◆ **WHAT THIS EXERCISE ASKS**
- A) Answer these questions using the podcast description:
(i) At what website can listeners follow the work?
(ii) For what holiday is the episode a special?
(iii) What did record labels reshape in their favor before Spotify was allowed into the U.S. market?
- B) In the podcast description, what roles does the opening line give the host?
- C) Write the next part of the podcast description, picking up after its final sentence.

◆ **SELECTED PASSAGE**
————————
Sold 4 a Song™ Podcast hosted by Terrance Sawchuk, Billboard #1 multi-platinum songwriter, producer, artist, mixer, & entrepreneur.
Sold 4 a Song™ is a living exploration of creative worth, ownership, and the true value of music — inside the systems that monetize it.
If this episode resonates, you can follow the work at sold4asong.com.
Keywords songwriters, music industry, free market, Live Nation, Ticketmaster, Spotify, royalties, artists and fans, music monopolies, copyright board, PROs, streaming economics, creative ownership
Summary In this Thanksgiving special episode of Sold 4 a Song, Terry Sawchuk speaks directly to music fans and creators alike, pulling back the curtain on why being a songwriter in the United States is anything but a free-market profession.
Terry explains how intermediaries — from Live Nation and Ticketmaster to DSPs and social platforms — control market share, inflate costs for fans, and extract the lion’s share of revenue while creators earn fractions of a penny. He walks listeners through how streaming royalties actually work, why songwriters make hundreds instead of tens of thousands where they once did, and how record labels reshaped streaming economics in their favor before Spotify was even allowed into the U.S. market.
————————
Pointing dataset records
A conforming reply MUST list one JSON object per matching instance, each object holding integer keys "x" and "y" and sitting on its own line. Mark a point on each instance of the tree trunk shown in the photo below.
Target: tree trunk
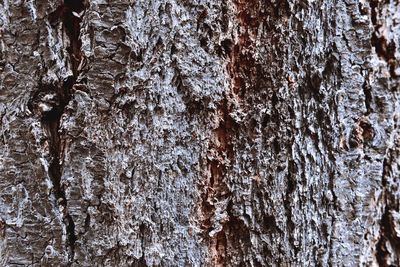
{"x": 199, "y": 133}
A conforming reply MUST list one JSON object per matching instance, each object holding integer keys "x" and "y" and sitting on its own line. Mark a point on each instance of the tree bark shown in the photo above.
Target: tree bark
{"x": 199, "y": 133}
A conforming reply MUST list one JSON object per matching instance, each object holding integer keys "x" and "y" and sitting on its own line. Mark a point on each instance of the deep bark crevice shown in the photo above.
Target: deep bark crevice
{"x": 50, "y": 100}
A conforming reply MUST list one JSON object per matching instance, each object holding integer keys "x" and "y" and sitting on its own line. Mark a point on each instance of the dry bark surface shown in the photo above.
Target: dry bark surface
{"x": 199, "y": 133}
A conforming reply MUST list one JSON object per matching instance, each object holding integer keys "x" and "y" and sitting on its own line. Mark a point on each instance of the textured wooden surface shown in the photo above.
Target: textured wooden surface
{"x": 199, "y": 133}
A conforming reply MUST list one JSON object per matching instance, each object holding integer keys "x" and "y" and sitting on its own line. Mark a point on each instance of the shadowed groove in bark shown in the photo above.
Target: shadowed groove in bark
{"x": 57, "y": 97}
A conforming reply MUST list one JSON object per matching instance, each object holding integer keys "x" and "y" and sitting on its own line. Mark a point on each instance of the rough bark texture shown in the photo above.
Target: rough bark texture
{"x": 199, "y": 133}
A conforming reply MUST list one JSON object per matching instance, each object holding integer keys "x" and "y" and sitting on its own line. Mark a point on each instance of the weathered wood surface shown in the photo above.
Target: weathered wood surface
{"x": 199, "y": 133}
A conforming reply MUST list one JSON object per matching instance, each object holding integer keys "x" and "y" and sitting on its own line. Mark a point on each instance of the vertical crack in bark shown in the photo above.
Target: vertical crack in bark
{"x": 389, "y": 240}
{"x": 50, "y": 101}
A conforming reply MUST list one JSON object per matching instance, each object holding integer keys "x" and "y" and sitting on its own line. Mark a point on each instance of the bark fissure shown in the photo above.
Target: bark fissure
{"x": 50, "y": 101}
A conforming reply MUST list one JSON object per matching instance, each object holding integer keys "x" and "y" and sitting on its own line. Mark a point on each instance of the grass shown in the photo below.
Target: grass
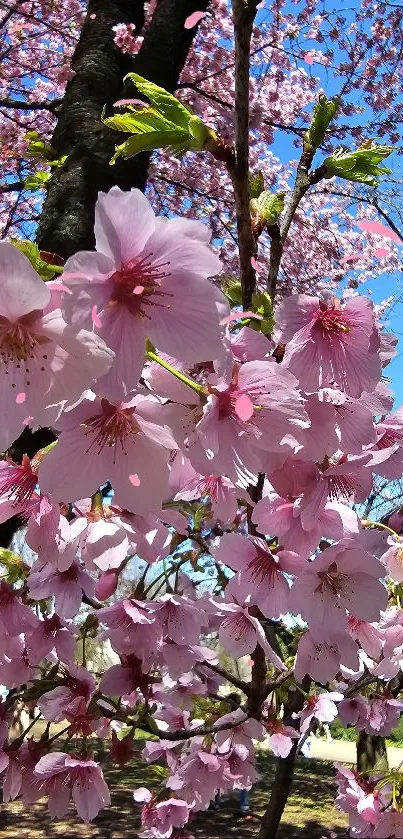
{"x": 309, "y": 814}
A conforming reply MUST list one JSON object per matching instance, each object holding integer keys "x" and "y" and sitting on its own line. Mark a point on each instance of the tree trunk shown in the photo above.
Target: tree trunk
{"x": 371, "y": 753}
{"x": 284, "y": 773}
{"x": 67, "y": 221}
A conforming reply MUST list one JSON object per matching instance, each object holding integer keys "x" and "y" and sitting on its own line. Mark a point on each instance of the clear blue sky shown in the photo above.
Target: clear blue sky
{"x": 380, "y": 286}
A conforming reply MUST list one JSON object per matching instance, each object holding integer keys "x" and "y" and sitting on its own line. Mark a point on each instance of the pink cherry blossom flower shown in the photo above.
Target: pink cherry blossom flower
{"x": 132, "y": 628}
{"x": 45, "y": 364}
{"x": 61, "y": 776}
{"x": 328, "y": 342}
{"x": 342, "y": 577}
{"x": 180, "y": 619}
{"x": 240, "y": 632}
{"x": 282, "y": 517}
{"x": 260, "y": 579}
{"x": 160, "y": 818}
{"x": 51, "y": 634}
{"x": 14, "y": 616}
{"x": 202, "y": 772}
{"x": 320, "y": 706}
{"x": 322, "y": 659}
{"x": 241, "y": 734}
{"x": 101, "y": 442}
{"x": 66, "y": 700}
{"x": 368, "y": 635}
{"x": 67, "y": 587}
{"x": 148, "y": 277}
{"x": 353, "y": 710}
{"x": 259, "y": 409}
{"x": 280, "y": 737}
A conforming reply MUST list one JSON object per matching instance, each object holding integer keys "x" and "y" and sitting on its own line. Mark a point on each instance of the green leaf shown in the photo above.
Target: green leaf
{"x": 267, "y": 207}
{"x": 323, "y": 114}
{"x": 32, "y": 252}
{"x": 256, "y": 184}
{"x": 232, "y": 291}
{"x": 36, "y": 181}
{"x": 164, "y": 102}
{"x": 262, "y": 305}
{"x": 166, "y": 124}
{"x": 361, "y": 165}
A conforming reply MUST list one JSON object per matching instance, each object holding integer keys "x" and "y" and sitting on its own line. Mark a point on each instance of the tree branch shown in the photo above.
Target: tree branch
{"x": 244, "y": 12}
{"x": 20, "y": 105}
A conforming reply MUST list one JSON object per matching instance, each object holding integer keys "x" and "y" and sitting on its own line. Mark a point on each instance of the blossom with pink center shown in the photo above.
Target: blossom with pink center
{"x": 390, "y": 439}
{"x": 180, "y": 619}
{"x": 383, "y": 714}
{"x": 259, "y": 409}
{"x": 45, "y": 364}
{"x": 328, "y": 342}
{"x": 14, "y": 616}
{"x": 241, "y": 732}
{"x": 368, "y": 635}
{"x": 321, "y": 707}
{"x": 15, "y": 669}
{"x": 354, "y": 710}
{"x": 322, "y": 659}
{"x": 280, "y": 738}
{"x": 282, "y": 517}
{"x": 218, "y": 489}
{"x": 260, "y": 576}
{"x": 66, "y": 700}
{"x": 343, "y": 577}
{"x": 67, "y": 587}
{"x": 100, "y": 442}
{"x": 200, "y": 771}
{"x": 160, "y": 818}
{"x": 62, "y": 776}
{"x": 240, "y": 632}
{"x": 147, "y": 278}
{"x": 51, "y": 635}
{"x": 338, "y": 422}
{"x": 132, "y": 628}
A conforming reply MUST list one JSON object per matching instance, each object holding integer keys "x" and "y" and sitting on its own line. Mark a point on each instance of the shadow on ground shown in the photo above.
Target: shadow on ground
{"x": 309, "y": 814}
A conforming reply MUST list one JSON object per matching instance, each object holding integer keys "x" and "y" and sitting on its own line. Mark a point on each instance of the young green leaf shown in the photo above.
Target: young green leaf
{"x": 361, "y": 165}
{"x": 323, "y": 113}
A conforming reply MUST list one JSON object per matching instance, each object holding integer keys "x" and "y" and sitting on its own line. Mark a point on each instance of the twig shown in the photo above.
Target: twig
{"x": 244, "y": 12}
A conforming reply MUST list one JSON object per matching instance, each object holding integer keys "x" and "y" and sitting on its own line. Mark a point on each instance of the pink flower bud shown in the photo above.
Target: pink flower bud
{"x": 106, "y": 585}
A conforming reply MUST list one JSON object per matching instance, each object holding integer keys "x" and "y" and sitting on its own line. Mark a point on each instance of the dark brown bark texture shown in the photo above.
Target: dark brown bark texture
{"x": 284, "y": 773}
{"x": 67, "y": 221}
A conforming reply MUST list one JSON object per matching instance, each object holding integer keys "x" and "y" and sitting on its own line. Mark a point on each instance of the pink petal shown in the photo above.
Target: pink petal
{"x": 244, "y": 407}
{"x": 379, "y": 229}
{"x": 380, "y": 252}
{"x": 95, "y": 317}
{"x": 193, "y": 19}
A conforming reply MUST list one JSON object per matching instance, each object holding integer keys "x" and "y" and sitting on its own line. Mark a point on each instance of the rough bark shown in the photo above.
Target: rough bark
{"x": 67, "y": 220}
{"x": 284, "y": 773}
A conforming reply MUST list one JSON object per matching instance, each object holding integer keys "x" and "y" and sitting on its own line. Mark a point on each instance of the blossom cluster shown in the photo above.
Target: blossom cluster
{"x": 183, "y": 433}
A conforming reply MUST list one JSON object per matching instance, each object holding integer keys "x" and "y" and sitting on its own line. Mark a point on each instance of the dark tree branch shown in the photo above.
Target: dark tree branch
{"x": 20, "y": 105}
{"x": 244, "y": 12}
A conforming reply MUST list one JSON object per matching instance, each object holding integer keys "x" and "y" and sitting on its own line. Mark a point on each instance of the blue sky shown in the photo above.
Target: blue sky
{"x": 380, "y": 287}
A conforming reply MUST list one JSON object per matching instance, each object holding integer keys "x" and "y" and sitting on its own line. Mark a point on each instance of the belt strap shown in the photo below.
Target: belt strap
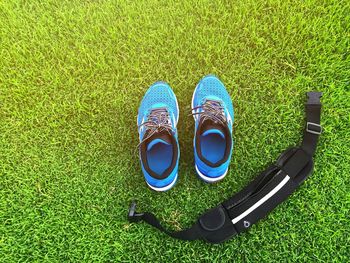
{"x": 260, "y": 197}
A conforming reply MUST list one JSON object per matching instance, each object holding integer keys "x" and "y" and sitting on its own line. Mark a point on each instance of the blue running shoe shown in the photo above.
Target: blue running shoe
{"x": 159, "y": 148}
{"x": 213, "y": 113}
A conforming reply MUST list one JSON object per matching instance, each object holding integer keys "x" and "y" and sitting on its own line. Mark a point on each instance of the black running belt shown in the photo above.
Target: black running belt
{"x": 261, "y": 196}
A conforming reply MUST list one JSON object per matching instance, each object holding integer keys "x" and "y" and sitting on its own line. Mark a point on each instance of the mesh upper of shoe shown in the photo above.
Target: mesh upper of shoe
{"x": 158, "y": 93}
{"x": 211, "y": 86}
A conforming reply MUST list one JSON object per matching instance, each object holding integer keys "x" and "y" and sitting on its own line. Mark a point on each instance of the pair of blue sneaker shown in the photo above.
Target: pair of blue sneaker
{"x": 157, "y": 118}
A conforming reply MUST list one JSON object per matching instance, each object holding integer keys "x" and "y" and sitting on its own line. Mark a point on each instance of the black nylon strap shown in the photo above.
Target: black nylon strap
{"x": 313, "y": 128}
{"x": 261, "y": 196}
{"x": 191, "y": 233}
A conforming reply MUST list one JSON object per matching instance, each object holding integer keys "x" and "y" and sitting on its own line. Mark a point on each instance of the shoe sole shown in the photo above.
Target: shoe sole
————————
◆ **RESULTS FOR THE EXERCISE**
- A)
(i) sold4asong.com
(ii) Thanksgiving
(iii) Streaming economics

- B) Songwriter, producer, artist, mixer, and entrepreneur.

- C)
The episode also explores a rarely discussed issue: the absence of a songwriter union, the centralized power of the U.S. Copyright Board, and how government-controlled royalty rates eliminate true market dynamics for creators. Terry contrasts this with how songwriters are paid internationally, particularly for live performances and film music.
At its heart, this episode is about bridging artists and fans directly — restoring connection, transparency, and value by bypassing gatekeepers. Terry closes by expressing gratitude to listeners and reaffirming that the future of music depends on ownership, direct relationships, and creator-controlled platforms.
Takeaways -
There is no true free market for songwriters in the U.S.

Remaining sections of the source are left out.